Exercise: Copy the lines of the material below word for word, starting with the line that contains "for every instance of the hornbill, set" and ending at the end of the material, both ends included. Leave the pictures out of your answer.

Records of marked points:

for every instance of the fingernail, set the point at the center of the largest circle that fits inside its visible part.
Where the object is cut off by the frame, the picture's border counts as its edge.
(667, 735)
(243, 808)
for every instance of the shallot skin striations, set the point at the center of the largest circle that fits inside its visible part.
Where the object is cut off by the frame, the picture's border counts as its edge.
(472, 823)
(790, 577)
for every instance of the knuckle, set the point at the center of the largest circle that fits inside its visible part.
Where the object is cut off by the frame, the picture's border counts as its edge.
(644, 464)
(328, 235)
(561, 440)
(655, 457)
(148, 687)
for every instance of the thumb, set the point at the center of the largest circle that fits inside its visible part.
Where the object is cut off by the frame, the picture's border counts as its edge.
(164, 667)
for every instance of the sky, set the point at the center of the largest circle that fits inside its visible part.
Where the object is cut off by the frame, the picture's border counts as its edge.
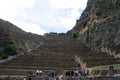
(42, 16)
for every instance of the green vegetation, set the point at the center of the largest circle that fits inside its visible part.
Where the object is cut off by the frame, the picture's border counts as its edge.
(3, 55)
(9, 50)
(75, 35)
(94, 24)
(105, 67)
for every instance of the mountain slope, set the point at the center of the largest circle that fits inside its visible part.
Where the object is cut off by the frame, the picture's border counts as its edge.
(21, 39)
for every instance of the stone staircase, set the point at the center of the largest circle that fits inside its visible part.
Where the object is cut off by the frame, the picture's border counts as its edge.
(57, 52)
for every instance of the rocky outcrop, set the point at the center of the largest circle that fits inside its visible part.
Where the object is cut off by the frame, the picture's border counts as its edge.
(21, 39)
(99, 27)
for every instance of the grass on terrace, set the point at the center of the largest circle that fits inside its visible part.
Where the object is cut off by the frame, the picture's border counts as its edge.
(116, 66)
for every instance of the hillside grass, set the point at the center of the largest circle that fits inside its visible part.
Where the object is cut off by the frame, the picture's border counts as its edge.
(104, 67)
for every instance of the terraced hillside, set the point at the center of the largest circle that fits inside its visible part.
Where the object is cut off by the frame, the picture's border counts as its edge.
(56, 52)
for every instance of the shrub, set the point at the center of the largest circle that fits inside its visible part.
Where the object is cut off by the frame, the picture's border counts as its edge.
(3, 55)
(10, 49)
(75, 35)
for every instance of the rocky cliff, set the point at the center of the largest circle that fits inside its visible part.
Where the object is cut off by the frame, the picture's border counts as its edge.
(21, 39)
(99, 26)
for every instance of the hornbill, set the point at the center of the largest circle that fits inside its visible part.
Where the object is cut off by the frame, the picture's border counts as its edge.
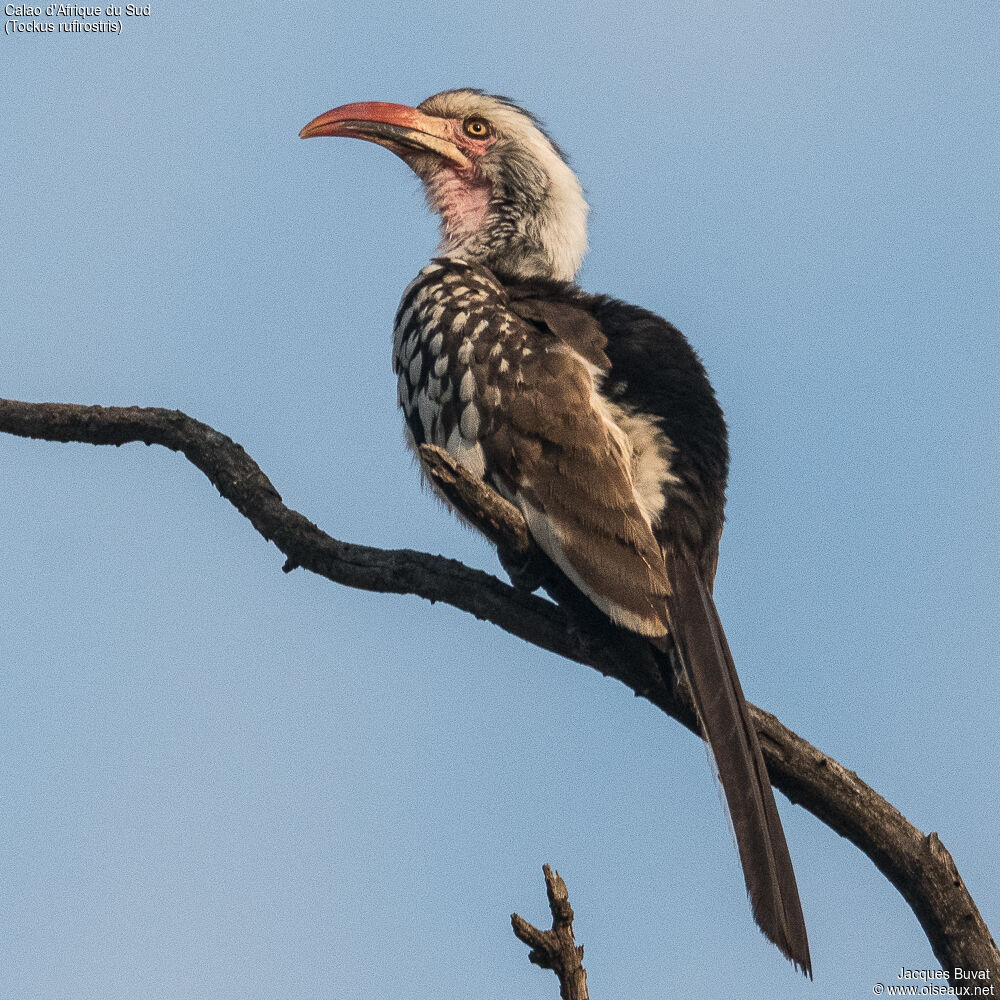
(594, 417)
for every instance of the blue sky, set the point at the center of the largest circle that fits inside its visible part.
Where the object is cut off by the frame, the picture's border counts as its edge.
(223, 781)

Written answer:
for every instance of the hornbill, set the point at the center of the largest circle that fits inside its visible part.
Where the object is cut off by the frame, the picture's border counts as its edge.
(594, 417)
for every instance of the blue sky, set the point at the center of the largest circle that fits inside its visible part.
Where the object is cut off by the frame, the picture's border counts as its edge.
(223, 781)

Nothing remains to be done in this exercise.